> Your task
Look through the entries. Copy each line that has the word "tree".

> Records to process
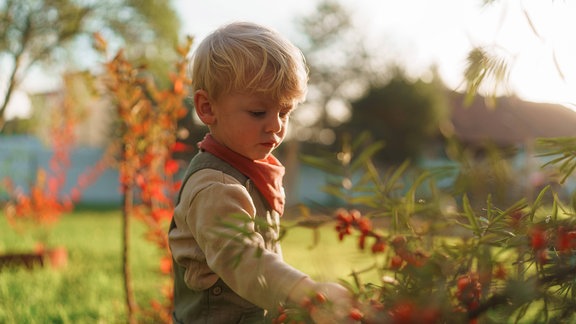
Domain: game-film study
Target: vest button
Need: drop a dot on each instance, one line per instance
(217, 290)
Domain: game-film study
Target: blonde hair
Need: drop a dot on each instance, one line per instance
(249, 58)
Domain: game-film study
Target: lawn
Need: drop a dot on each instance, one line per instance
(90, 288)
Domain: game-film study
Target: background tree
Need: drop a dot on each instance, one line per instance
(44, 32)
(340, 68)
(404, 114)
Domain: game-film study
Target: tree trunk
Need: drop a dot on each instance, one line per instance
(126, 213)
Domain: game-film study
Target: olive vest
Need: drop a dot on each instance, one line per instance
(219, 304)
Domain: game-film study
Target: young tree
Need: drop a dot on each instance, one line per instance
(38, 33)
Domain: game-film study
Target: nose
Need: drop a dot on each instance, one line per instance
(274, 124)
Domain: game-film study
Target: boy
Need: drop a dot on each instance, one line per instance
(246, 79)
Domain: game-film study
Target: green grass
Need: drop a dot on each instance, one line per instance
(90, 288)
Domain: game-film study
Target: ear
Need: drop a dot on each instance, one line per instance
(203, 106)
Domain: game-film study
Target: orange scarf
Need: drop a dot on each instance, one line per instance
(266, 174)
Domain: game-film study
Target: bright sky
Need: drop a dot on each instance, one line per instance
(423, 32)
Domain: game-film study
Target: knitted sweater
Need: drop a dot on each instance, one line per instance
(223, 229)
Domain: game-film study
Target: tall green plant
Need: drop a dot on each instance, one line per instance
(449, 262)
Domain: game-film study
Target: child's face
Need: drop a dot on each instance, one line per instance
(249, 124)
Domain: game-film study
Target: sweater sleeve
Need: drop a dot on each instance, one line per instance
(220, 216)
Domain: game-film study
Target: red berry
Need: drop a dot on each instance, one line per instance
(356, 314)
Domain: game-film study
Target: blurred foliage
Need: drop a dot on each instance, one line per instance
(443, 261)
(405, 115)
(53, 33)
(340, 69)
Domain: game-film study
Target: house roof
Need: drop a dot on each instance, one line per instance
(511, 121)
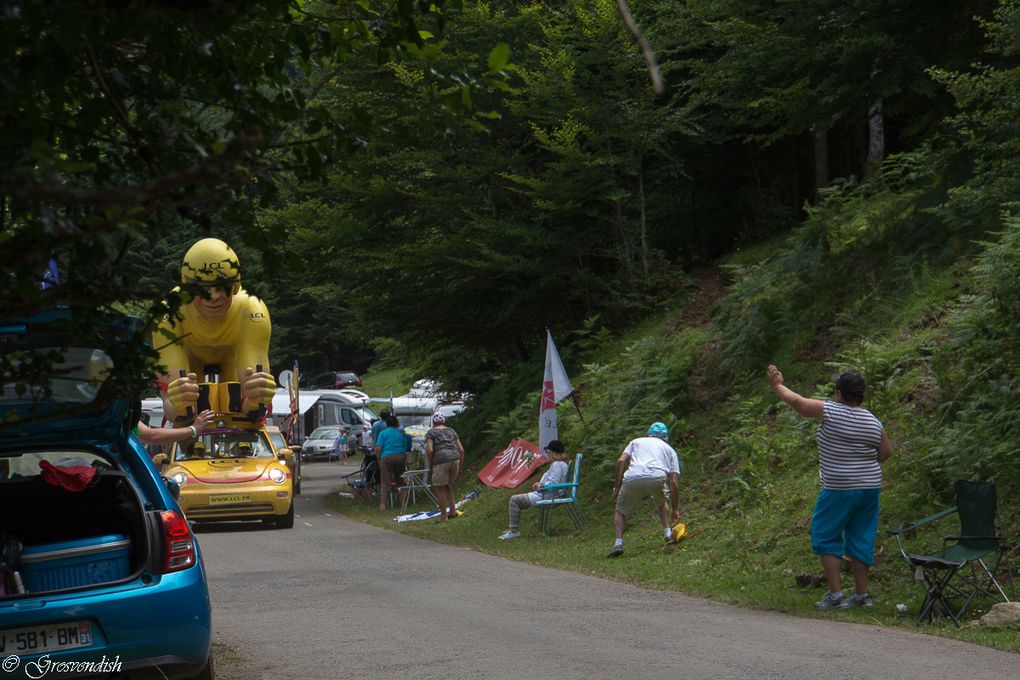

> Result below
Target: background tree
Target: tree trunk
Target: young tree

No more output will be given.